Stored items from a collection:
____
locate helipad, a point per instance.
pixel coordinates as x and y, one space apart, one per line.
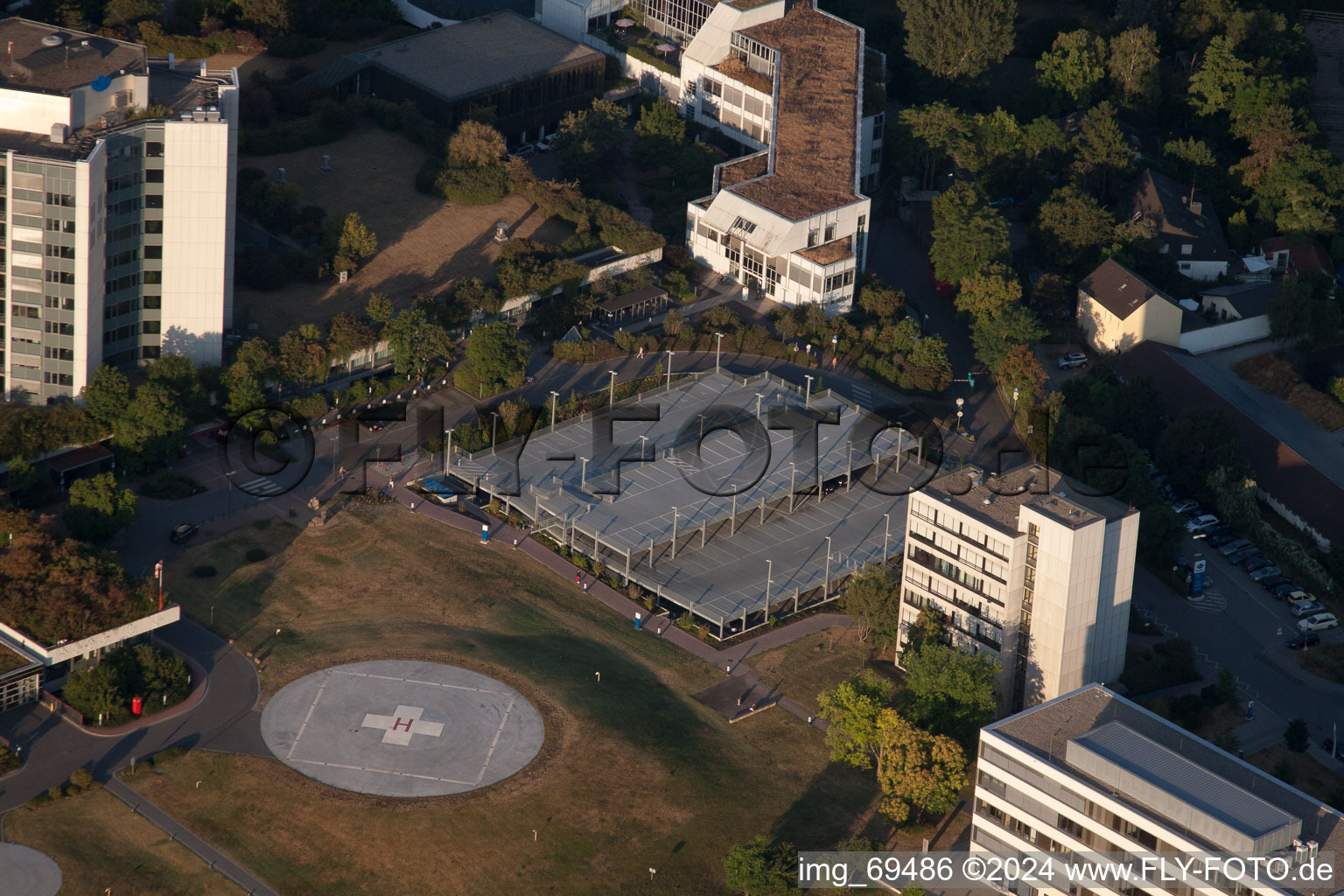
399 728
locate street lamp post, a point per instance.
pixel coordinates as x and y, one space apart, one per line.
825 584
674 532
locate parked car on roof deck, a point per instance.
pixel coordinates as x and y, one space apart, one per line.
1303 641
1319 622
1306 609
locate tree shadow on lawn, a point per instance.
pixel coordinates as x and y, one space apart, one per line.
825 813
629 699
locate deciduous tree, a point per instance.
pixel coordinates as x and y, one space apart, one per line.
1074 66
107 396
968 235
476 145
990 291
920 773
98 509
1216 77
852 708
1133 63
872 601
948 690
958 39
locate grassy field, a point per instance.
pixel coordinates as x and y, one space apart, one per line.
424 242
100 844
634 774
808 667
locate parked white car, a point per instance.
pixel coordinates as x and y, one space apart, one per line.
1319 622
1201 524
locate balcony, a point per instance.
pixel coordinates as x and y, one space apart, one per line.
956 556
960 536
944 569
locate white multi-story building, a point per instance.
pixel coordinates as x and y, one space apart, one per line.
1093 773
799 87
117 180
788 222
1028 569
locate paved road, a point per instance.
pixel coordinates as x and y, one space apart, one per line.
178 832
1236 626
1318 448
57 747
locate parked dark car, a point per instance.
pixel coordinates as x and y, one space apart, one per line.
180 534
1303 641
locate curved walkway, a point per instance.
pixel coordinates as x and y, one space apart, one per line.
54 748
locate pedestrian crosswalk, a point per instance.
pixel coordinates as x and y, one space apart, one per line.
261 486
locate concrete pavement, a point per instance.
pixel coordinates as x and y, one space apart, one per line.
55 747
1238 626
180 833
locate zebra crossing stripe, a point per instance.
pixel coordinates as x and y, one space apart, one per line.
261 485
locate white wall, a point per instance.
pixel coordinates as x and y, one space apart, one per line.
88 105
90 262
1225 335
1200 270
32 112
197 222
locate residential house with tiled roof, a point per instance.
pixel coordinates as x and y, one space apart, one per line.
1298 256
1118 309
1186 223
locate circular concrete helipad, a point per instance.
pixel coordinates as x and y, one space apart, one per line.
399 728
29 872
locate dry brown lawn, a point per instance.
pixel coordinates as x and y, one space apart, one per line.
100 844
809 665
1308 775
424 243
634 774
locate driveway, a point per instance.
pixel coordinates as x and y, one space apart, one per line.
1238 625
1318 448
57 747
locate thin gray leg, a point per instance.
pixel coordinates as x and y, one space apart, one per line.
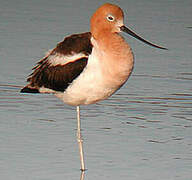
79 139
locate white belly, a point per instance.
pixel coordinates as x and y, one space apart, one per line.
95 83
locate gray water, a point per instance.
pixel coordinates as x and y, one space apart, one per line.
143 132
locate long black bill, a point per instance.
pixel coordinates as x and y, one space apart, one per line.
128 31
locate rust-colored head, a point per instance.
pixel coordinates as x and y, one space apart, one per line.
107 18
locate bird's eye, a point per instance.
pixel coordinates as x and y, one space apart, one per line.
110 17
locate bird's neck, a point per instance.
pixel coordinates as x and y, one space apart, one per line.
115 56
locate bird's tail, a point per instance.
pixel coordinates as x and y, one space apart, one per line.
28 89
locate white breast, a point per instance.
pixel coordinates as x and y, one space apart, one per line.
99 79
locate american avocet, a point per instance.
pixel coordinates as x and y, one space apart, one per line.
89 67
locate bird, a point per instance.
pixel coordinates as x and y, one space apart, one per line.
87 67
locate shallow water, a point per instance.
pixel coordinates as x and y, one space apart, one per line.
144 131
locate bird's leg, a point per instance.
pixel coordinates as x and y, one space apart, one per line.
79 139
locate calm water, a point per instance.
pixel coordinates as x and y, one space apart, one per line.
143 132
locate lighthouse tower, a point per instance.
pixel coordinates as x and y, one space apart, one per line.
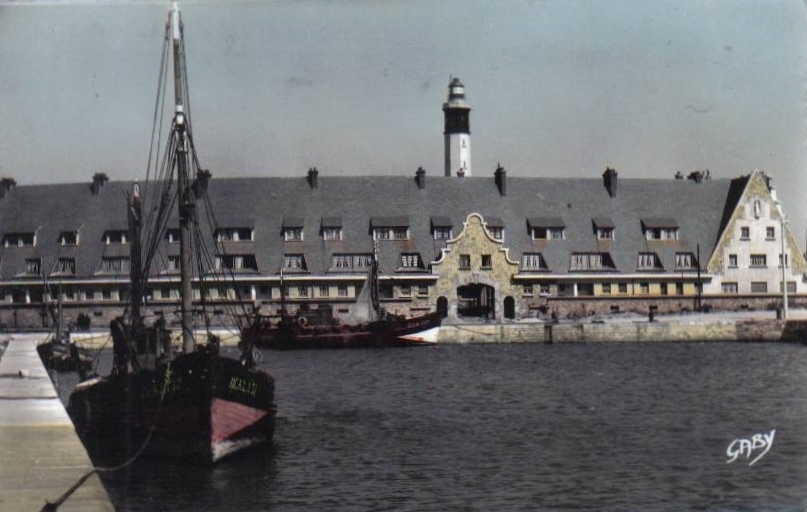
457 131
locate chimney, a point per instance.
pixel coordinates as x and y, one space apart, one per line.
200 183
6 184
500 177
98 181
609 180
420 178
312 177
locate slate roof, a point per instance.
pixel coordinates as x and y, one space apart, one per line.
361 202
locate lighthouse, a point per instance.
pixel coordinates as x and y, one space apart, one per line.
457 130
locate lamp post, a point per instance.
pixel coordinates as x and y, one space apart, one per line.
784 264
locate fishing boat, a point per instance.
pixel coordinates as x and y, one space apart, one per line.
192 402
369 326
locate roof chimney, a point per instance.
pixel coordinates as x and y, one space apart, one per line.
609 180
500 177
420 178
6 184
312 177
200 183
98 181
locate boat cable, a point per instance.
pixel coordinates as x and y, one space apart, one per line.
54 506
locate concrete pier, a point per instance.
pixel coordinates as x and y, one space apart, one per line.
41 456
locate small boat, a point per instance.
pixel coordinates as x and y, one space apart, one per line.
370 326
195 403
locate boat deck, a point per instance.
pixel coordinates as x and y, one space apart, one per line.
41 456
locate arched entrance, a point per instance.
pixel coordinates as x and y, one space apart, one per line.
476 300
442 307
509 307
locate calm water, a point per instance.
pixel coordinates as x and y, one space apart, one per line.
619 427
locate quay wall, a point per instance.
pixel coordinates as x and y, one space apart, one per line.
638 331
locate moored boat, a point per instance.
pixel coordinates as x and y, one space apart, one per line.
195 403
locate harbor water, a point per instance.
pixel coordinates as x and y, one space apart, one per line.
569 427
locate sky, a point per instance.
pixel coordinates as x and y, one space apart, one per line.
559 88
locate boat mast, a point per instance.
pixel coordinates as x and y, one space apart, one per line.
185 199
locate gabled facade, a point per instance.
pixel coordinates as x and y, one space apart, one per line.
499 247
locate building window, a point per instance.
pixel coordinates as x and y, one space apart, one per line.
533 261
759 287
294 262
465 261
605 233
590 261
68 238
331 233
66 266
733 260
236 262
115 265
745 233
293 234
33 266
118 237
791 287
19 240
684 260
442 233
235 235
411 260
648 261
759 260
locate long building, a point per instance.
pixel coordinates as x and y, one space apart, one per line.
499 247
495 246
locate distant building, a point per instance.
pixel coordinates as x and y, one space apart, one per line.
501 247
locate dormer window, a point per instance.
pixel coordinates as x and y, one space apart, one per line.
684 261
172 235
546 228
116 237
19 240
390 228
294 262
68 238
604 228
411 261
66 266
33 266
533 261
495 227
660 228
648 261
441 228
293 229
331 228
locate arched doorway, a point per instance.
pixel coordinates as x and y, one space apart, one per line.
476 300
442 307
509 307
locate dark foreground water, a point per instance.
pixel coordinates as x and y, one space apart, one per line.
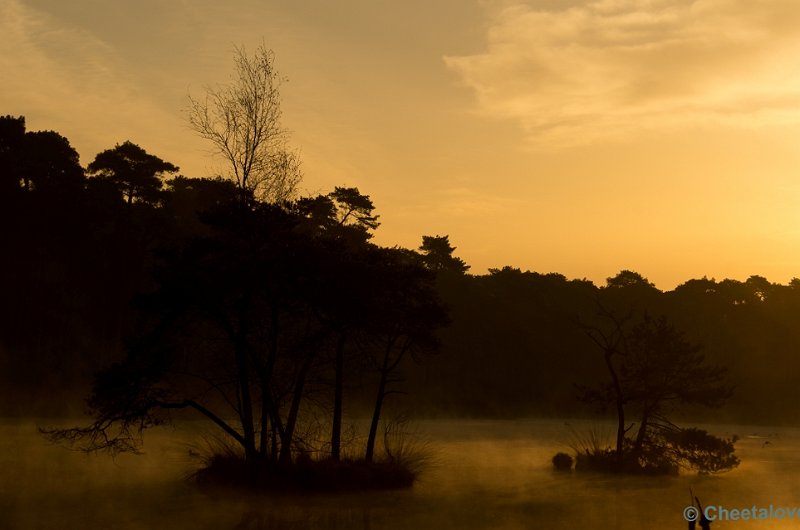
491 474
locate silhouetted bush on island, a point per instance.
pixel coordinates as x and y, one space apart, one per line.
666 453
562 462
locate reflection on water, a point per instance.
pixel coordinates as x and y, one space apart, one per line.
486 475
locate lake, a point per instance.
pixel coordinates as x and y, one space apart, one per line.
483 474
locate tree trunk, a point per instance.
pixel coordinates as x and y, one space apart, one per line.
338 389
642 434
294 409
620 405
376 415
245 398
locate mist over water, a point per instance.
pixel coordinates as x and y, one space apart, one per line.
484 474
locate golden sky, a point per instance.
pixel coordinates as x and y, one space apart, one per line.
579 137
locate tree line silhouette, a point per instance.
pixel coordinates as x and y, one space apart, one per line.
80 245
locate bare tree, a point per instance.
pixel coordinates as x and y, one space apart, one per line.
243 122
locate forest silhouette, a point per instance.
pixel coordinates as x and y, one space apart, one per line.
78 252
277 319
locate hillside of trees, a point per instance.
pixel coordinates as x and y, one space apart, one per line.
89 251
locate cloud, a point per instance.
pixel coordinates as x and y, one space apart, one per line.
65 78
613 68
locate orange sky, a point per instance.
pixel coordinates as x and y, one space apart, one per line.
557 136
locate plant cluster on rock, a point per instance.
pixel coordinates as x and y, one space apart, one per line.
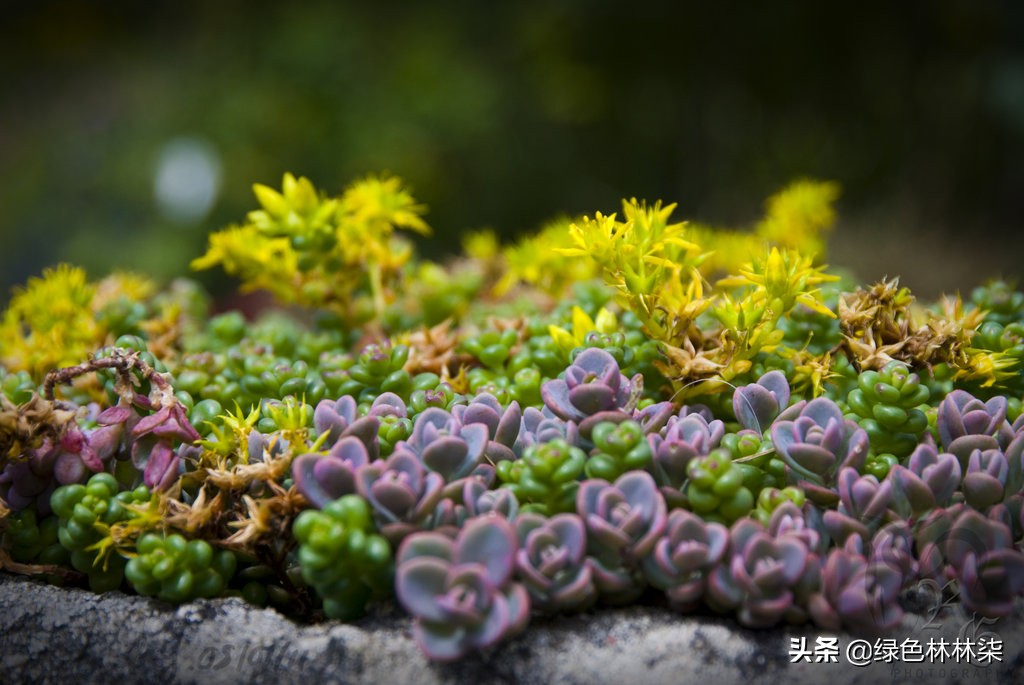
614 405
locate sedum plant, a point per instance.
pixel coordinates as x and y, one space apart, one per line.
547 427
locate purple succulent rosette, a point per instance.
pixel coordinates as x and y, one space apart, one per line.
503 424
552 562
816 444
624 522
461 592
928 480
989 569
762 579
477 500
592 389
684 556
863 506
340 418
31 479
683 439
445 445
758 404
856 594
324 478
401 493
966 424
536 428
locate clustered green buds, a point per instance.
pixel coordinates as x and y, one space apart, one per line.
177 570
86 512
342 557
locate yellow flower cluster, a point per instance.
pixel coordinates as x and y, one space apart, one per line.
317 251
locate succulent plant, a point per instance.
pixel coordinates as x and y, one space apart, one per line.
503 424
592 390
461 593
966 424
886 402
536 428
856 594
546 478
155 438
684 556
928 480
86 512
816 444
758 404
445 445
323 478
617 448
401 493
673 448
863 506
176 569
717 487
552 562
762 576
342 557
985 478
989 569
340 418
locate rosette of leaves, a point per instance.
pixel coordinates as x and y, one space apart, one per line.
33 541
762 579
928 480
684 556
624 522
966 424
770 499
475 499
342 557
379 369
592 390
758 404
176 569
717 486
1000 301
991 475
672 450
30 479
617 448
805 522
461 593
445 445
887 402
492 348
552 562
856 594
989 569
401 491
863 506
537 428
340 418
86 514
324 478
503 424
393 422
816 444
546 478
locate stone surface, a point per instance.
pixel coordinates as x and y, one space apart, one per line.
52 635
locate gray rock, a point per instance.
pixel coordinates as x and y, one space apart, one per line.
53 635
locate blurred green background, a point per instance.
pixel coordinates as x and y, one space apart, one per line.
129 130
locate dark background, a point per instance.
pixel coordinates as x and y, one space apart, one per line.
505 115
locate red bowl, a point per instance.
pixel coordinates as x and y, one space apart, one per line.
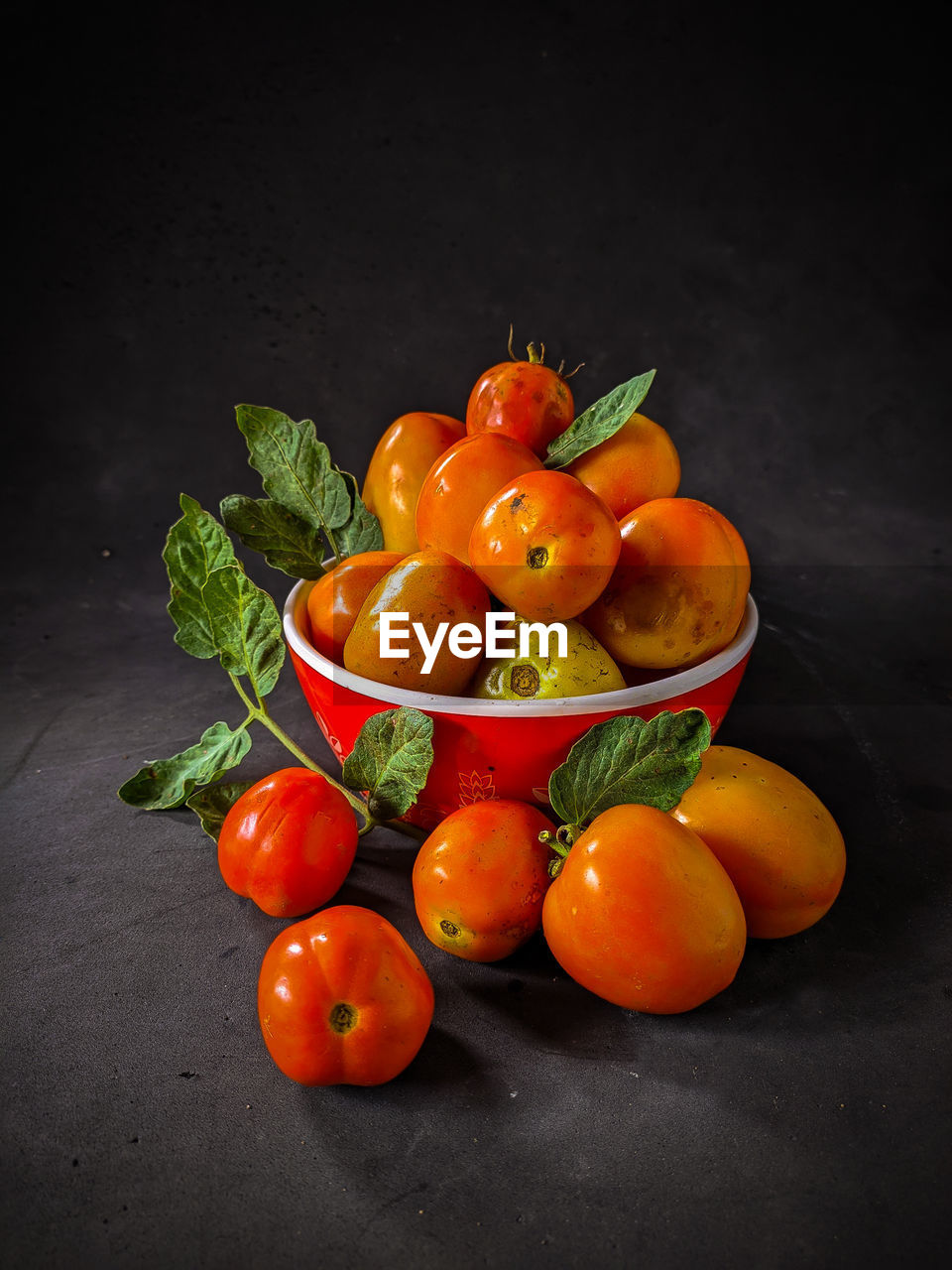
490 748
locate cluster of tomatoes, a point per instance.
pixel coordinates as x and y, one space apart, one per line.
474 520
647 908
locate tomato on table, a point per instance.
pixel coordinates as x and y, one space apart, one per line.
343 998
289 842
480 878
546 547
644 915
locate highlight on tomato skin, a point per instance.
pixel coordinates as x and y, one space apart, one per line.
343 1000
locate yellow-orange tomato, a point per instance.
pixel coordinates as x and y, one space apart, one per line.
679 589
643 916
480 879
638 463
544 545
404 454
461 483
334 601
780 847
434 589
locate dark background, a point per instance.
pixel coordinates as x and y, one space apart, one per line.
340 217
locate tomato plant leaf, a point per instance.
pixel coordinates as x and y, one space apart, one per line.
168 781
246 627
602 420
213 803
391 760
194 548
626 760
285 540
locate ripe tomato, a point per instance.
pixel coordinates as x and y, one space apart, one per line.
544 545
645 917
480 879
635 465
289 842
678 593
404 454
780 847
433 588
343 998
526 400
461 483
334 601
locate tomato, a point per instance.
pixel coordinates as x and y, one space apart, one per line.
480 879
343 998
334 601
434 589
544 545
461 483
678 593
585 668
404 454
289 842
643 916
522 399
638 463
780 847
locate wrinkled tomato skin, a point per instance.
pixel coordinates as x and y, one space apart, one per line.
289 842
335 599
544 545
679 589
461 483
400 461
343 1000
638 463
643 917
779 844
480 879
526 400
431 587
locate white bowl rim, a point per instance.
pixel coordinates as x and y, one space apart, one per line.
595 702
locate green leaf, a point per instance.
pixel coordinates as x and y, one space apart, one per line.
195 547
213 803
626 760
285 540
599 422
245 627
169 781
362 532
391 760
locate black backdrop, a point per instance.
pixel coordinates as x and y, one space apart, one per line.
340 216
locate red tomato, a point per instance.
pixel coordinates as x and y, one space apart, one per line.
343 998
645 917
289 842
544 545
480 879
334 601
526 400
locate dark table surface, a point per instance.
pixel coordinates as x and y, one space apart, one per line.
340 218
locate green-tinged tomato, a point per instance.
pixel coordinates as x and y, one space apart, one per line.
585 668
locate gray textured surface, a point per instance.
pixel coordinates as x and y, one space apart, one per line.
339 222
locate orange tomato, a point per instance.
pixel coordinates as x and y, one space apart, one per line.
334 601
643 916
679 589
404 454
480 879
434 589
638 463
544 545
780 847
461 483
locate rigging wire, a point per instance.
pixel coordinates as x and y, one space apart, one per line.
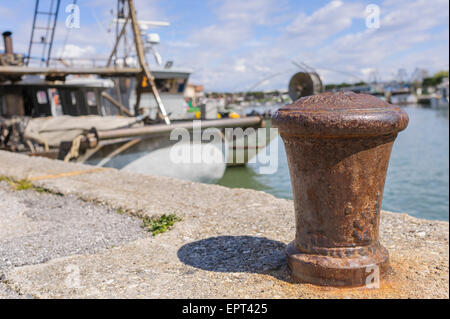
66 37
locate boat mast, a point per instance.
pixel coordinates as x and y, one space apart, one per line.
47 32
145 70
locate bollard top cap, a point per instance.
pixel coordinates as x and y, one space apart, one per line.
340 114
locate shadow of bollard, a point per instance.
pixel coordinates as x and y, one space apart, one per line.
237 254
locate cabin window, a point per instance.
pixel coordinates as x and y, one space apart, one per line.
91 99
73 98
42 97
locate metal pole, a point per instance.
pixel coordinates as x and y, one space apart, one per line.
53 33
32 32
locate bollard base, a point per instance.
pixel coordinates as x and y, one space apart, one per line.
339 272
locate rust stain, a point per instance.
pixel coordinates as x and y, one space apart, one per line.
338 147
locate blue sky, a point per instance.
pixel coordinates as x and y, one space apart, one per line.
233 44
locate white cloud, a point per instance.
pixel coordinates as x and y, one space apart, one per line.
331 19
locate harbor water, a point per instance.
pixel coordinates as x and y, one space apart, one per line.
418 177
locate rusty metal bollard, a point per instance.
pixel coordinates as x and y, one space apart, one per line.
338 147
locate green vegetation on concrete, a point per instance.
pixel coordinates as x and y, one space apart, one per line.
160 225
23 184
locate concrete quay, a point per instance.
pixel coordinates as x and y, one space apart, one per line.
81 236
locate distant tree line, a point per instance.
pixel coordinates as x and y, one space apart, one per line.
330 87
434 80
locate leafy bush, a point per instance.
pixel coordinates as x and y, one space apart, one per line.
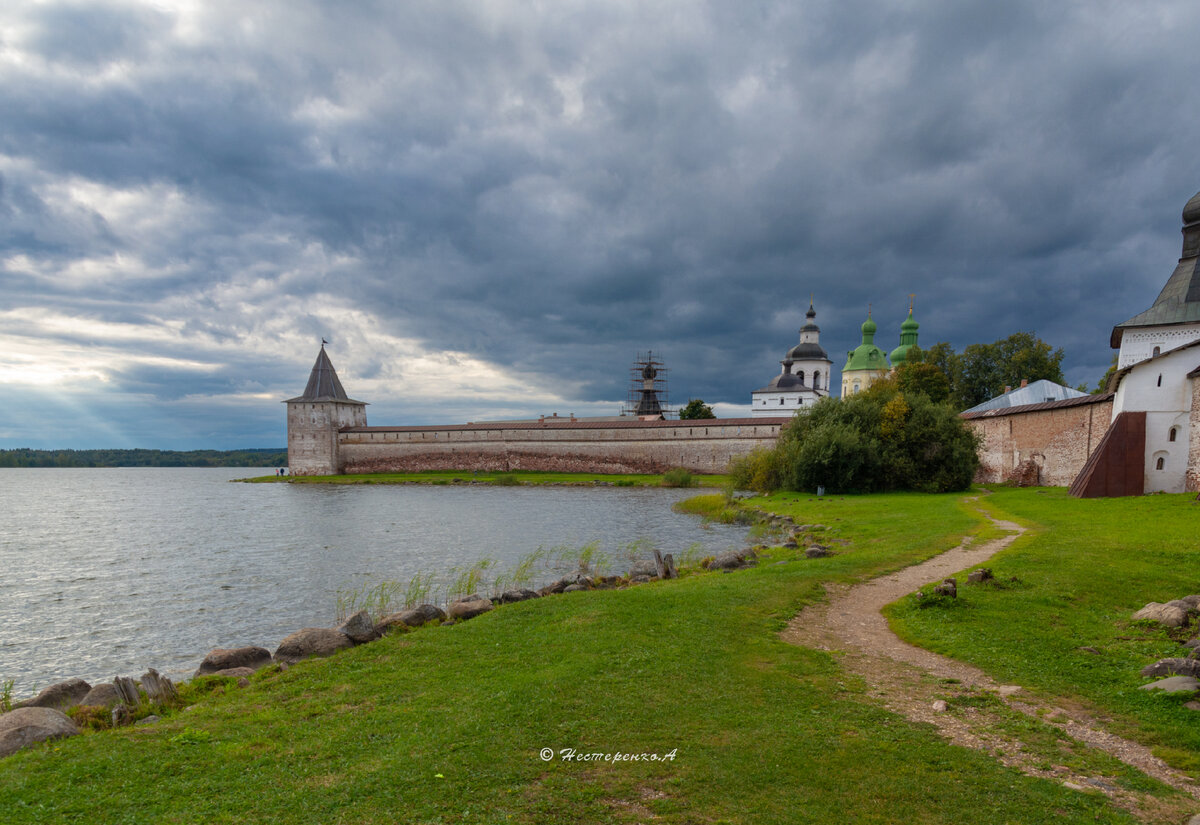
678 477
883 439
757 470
____
_WORK TO COMPLETE_.
Please print the lines above exactly, beginning at the first line of the entries and ending at the line holding "locate paved road, a point per instance.", and leave the pictures out.

_WRITTEN ANSWER_.
locate helipad, a point per instance.
pixel coordinates as x and y, one space apart, one per line.
399 728
locate street lamp post, a point per instance.
pixel coordinates as x and y, one space apart, one per line.
825 584
674 532
locate parked car on roof deck, a point per instance.
pixel coordinates as x and y, one space apart, one per line.
1303 641
1319 622
1306 609
locate tree shadow on lawn, a point per instance.
pixel coordinates as x and y, one space apart, one per line.
825 813
629 699
locate deciduous tree, a point per instance.
pixel coordinates as x and y, one space apart, one per line.
1074 66
107 396
968 235
476 145
990 291
920 773
98 509
1216 77
852 708
1133 63
872 601
948 690
958 39
locate grassy field, a point per instance.
pixel coordinates as x and y, one space apart, one per line.
424 242
100 844
634 774
808 667
locate parked white car, a point per instance.
pixel coordinates as x and y, one space apart, one per line.
1319 622
1201 524
locate balcony, a point per instance.
pixel coordinates as x and y, one space apart, one per line.
956 556
960 536
944 569
locate white multi-story building, a point per instance.
pixel coordinates as x and y, one space apart, one per line.
1093 773
799 87
117 180
788 222
1028 569
locate paved road, a point per instance.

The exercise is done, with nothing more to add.